ZIC5 is a member of the Zinc finger of the cerebellum (ZIC) protein family. ZIC5 is located on chromosome 13 in a divergently transcribed gene pair with the closely related gene ZIC2. It has been suggested that this tandem arrangement allows ZIC2 and ZIC5 to share regulatory elements and causes the two genes to have very similar expression patterns.

ZIC5 is classified as a ZIC protein due to conservation of the five C2H2 zinc fingers, which enables the protein to interact with DNA and regulate transcription. Similar to other ZIC family members, ZIC5 is also able to interact with TCF proteins in order to inhibit canonical Wnt signalling. Mutation or loss of ZIC5 has not been associated with any congenital defects in humans. however, loss of Zic5 in mice causes a range of phenotypes including neural crest defects, neural tube defects, hydrocephaly and skeletal defects, indicating multiple functions during early development. Experiments in Xenopus also support the idea that Zic5 can regulate formation of neural crest, suggesting this function is conserved across species.

[Source data]

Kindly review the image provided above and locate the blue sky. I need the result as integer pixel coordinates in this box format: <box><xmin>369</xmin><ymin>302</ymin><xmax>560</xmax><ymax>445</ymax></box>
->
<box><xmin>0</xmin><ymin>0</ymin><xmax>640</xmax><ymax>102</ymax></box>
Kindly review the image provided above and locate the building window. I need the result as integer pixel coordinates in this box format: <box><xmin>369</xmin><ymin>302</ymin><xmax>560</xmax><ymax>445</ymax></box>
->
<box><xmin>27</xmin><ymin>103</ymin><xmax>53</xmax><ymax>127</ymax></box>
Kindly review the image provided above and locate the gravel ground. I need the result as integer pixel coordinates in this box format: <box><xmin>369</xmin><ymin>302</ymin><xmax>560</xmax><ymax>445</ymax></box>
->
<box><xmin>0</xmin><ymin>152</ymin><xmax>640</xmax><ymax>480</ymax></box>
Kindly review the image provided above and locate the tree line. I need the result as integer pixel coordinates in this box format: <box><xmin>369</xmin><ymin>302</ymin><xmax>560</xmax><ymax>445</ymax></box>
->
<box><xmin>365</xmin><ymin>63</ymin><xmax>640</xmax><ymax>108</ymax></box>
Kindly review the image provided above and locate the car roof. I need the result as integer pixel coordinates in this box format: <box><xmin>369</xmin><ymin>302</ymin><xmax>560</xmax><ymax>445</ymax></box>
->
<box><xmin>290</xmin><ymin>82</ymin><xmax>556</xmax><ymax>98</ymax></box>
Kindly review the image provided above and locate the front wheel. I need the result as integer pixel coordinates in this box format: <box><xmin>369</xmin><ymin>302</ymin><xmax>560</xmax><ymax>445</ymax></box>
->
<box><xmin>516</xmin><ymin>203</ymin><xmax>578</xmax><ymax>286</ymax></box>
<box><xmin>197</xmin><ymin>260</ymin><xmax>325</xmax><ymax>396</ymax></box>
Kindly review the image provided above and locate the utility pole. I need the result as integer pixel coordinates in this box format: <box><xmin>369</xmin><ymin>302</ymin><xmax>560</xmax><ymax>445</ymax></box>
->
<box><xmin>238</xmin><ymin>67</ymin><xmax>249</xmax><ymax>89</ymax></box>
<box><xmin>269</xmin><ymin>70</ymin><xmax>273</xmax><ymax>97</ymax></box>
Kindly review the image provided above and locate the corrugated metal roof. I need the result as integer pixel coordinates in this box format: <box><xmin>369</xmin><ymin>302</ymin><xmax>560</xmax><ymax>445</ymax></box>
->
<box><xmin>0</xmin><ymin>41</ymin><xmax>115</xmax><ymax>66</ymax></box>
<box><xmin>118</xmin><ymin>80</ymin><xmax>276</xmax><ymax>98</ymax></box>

## [ACTIVITY LIST]
1. Reproduce the stretch of the ZIC5 text from "ZIC5 is classified" through "conserved across species.".
2. Continue the ZIC5 text from its last sentence.

## [RESPONSES IN ORDER]
1.
ZIC5 is classified as a ZIC protein due to conservation of the five C2H2 zinc fingers, which enables the protein to interact with DNA and regulate transcription. Similar to other ZIC family members, ZIC5 is also able to interact with TCF proteins in order to inhibit canonical Wnt signalling. Mutation or loss of ZIC5 has not been associated with any congenital defects in humans. however, loss of Zic5 in mice causes a range of phenotypes including neural crest defects, neural tube defects, hydrocephaly and skeletal defects, indicating multiple functions during early development. Experiments in Xenopus also support the idea that Zic5 can regulate formation of neural crest, suggesting this function is conserved across species.

2.
ZIC5 has recently been found to be regulated by the post-translational modification SUMOylation in order to alter the DNA and protein binding properties of ZIC5 to promote neural crest specification. Several other genes involved in the specification of neural crest, including Pax6, Sox9 and Sox10, also been found to be regulated by the same postranslational modification, suggesting that SUMOylation may have a widespread role in formation of the neural crest.